**Problèmes à résoudre:**
[a] Recopiez le passage du texte sur le franquisme en commençant à "A la différence" et en terminant à "basques ou catalans.".
[b] Rédigez la suite du texte sur le franquisme à partir de sa dernière phrase.

A la différence de nombreuses autres nations ayant connu des régimes dictatoriaux dans le passé, aucun organisme de la sorte n’a vu le jour en Espagne. Ce n’est pas faute d’en avoir évoqué la possibilité, de la part de certains dirigeants, depuis le rétablissement de la démocratie en 1978. Mais aujourd’hui, pour la première fois, ce souhait est clairement exprimé au plus haut niveau. Sur le plan parlementaire, il dispose d’ores et déjà du soutien – arithmétiquement suffisant – du parti Podemos et des nationalistes basques ou catalans.

Contre l’ignorance et le déni

Autant le déménagement des restes de Franco hors de son mausolée (vers un autre cimetière) ne fait aucun doute, autant la mise en place d’une Commission vérité sur les crimes du franquisme n’est pas évidente. Elle suscite de nombreux rejets, des débats passionnés et les doutes des meilleurs spécialistes. Pour l’heure, l’idée de Pedro Sánchez s’articulerait de la façon suivante : l’institution devrait être composée de juristes, enquêteurs, historiens, psychologues et universitaires ; onze membres au total, dont trois choisis par le Parlement, deux par le pouvoir judiciaire et le parquet, un par le conseil des universités, trois par les associations de victimes, et deux experts internationaux. Toujours selon la volonté du chef du gouvernement, cette commission aurait accès à « tous les documents nécessaires, sans restriction », sans que l’armée ou une quelconque institution puisse s’y opposer, « même s’il s’agit de documents secrets ».

**Extraits de données:**
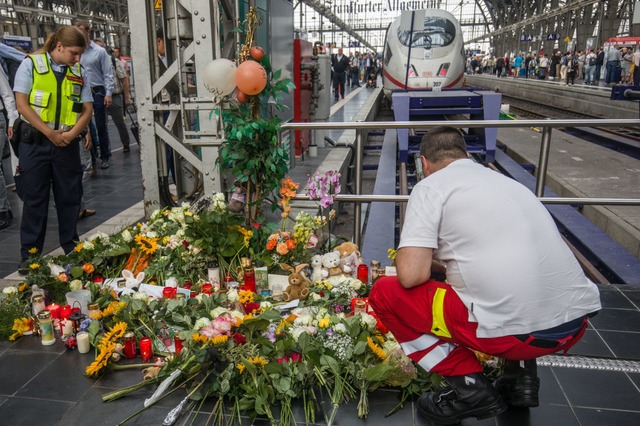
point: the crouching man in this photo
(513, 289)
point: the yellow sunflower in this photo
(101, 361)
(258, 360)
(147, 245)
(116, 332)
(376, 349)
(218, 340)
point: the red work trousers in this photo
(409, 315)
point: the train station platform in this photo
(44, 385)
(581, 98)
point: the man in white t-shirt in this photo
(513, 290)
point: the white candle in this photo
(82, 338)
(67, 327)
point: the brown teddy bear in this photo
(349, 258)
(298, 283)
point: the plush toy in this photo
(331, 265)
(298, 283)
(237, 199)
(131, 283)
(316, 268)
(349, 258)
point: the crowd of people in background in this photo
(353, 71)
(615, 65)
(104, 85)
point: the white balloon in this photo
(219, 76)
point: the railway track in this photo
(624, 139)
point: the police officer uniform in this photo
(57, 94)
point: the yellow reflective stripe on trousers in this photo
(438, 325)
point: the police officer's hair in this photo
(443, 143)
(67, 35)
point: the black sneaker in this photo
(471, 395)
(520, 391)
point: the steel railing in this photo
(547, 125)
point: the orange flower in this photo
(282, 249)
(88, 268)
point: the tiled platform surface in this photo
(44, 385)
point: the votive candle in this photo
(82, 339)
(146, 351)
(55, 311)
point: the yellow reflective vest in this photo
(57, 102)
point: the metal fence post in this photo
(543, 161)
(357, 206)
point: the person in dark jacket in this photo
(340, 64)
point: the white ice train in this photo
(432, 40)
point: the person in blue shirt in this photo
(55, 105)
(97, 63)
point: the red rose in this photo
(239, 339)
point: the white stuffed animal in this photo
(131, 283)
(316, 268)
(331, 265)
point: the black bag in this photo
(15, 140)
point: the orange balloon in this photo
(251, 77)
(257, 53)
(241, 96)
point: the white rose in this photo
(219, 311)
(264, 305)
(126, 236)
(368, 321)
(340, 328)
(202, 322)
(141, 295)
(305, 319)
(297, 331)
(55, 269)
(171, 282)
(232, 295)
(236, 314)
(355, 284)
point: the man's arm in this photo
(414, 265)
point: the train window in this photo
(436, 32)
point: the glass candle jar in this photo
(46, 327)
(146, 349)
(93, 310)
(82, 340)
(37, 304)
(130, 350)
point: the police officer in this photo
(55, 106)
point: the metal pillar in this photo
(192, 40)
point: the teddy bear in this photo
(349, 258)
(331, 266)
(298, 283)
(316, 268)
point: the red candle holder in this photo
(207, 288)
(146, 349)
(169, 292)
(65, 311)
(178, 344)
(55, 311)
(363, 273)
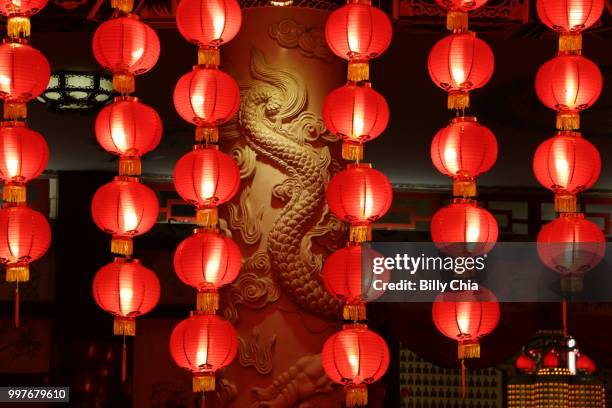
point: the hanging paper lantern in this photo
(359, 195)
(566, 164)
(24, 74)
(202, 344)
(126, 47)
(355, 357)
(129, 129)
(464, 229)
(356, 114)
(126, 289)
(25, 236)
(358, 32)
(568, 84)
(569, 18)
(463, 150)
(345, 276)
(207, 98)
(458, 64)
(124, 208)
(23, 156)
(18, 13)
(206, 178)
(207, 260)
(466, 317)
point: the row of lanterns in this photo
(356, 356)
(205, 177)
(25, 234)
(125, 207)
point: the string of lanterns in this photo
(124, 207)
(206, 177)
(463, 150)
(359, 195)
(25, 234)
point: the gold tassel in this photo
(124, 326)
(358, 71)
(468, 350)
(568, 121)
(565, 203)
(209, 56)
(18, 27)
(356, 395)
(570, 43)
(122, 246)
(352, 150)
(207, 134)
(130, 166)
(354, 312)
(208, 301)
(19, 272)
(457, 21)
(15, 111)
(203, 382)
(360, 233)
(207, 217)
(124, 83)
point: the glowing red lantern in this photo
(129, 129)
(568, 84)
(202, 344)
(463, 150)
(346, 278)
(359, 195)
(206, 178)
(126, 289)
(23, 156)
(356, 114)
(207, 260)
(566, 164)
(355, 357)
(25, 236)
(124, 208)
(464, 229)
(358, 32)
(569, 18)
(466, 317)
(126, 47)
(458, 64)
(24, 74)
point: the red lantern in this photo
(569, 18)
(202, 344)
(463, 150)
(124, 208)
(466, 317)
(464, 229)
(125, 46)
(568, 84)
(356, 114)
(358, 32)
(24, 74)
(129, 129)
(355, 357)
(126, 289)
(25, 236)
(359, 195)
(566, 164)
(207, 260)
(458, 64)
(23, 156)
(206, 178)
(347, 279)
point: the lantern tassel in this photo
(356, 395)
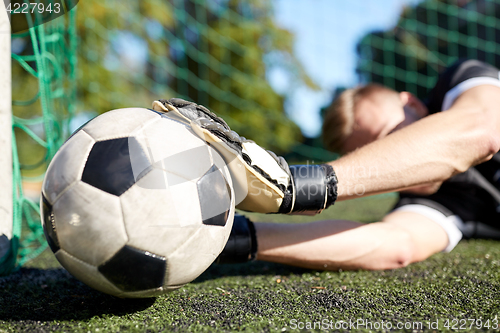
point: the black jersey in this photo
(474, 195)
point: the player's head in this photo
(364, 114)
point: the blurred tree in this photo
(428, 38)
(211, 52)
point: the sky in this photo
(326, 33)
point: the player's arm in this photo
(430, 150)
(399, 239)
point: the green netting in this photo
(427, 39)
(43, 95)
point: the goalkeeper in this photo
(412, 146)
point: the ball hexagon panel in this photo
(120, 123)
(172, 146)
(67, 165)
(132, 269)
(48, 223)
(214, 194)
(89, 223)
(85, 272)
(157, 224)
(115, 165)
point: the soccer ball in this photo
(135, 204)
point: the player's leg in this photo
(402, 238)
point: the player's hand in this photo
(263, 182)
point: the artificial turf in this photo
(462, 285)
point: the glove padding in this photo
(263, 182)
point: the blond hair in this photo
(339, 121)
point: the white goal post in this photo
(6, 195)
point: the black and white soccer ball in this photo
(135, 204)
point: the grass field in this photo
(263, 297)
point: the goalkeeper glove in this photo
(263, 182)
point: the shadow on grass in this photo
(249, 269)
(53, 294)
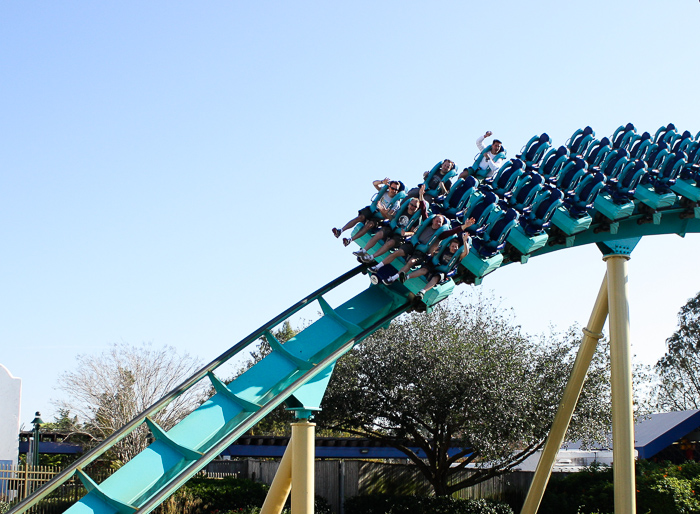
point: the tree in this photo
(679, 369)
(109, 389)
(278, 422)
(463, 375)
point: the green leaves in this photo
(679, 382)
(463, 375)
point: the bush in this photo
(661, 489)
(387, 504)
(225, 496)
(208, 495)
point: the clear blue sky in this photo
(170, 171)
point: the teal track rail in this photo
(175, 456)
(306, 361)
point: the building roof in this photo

**Réponses par exercice:**
[a]
A la différence de nombreuses autres nations ayant connu des régimes dictatoriaux dans le passé, aucun organisme de la sorte n’a vu le jour en Espagne. Ce n’est pas faute d’en avoir évoqué la possibilité, de la part de certains dirigeants, depuis le rétablissement de la démocratie en 1978. Mais aujourd’hui, pour la première fois, ce souhait est clairement exprimé au plus haut niveau. Sur le plan parlementaire, il dispose d’ores et déjà du soutien – arithmétiquement suffisant – du parti Podemos et des nationalistes basques ou catalans.

[b]
Parmi les spécialistes des questions de « mémoire historique », d’aucuns sont très favorables à la mise en place d’une telle commission, laquelle aurait pour mission la rédaction d’un document d’ici deux ans. Le juriste Carlos Castresana en fait partie. « Elle doit exister car la plupart des Espagnols méconnaissent l’histoire récente ou sont installés dans la négation de celle-ci », nous confie-t-il. « Pour ce qui concerne les violences commises durant la seconde République (1931-1939), ou les assassinats perpétrés par le terrorisme de l’organisation basque ETA, la vérité a été établie, les victimes ont reçu réparation. Pourquoi pas pour la dictature, responsable après la guerre civile d’un demi-million d’exilés, de milliers de fusillés et d’innombrables fosses communes sur tout le territoire ? »

Impossible vérité officielle

Mais aux yeux de la plupart des historiens, l’hypothèse de cette commission fait problème. Le premier argument est qu’elle arriverait tard. « Si on prend en compte les exemples en Argentine, au Guatemala ou en Afrique du Sud, les commissions se sont créées relativement peu de temps après les dictatures respectives », note l’hispaniste Paul Preston. Un argument que Carlos Castresana bat en brèche : « Il vaut mieux tard que jamais. Il a fallu un demi-siècle aux Etats-Unis pour reconnaître les victimes américano-japonaises internées dans des camps pendant la Deuxième Guerre mondiale. Et il a fallu plus de 90 ans à l’Australie pour reconnaître les abus commis contre les Aborigènes au début du vingtième siècle. »

Parce que ce sujet est passionnel et suscite des réactions à fleur de peau de part et d’autre, il ne peut donner lieu à une vérité unique.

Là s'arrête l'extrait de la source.